- Exercise directions -
Continue the commentary below on Sherri Garrett's allegations against Mapes, picking up after its final sentence.

- Document excerpt -
§ §

Sherri Garrett is a $41,800 a year career employee of the House Clerk's office. Mapes took over as House Clerk when the last one left, so he was her boss.
During a press conference last Wednesday, Garrett detailed numerous allegations of harassment and bullying over the years by Mapes.
Like many people, I've always shrugged off Mapes' awkward attempts at biting humor. And, perhaps like many people, I didn’t imagine he was behaving that way with people like Ms. Garrett, who would be known in Statehouse parlance as a "civilian." She's just a regular person who does her job every day so she can go home to her family.
One of the most eye-opening aspects of Garrett's allegations was that he said some sexist and demeaning things either directly to her or in her presence months after the first #MeToo revelations rocked the Illinois Statehouse last October. To me, that was a clear indication that despite all of Speaker Madigan's vows to "change the culture," the man at the very top of Madigan’s management pyramid had no intention of doing so.

§ §

- Records shown -
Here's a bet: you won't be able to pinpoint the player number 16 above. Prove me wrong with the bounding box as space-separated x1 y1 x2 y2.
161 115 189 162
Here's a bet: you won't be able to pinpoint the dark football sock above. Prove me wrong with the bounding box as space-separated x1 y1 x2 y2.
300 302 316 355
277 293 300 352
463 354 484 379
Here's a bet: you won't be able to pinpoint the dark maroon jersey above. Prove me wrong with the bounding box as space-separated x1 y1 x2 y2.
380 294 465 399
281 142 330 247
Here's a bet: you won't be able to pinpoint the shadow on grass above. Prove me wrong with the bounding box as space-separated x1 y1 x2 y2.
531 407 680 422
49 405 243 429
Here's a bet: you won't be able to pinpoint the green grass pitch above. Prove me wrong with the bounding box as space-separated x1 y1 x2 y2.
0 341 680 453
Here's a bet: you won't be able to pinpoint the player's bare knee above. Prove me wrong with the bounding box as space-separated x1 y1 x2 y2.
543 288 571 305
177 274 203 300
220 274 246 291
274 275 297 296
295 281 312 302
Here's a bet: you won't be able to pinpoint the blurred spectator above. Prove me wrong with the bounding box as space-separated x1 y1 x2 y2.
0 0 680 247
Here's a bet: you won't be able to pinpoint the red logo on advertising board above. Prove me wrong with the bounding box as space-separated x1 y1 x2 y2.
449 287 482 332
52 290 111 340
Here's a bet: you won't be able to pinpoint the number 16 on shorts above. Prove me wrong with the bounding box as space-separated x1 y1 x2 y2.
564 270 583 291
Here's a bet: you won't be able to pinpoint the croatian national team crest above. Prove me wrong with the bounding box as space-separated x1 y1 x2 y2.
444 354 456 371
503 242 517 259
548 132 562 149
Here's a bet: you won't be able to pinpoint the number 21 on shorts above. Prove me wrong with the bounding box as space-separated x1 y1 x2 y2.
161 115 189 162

§ §

- Output for this task -
Jokes, combined with Mapes' other alleged actions, appeared to have created an unacceptable working environment for Ms. Garrett and, as she claimed as her press conference, several others.
Madigan was likely furious that the same nice woman who regularly brought his gavel back to his office at the end of session days was subjected to this treatment by his right-hand man. And it was the height of disloyalty by Mapes to behave this way while Madigan had #MeToo problems exploding all around him. He had to go.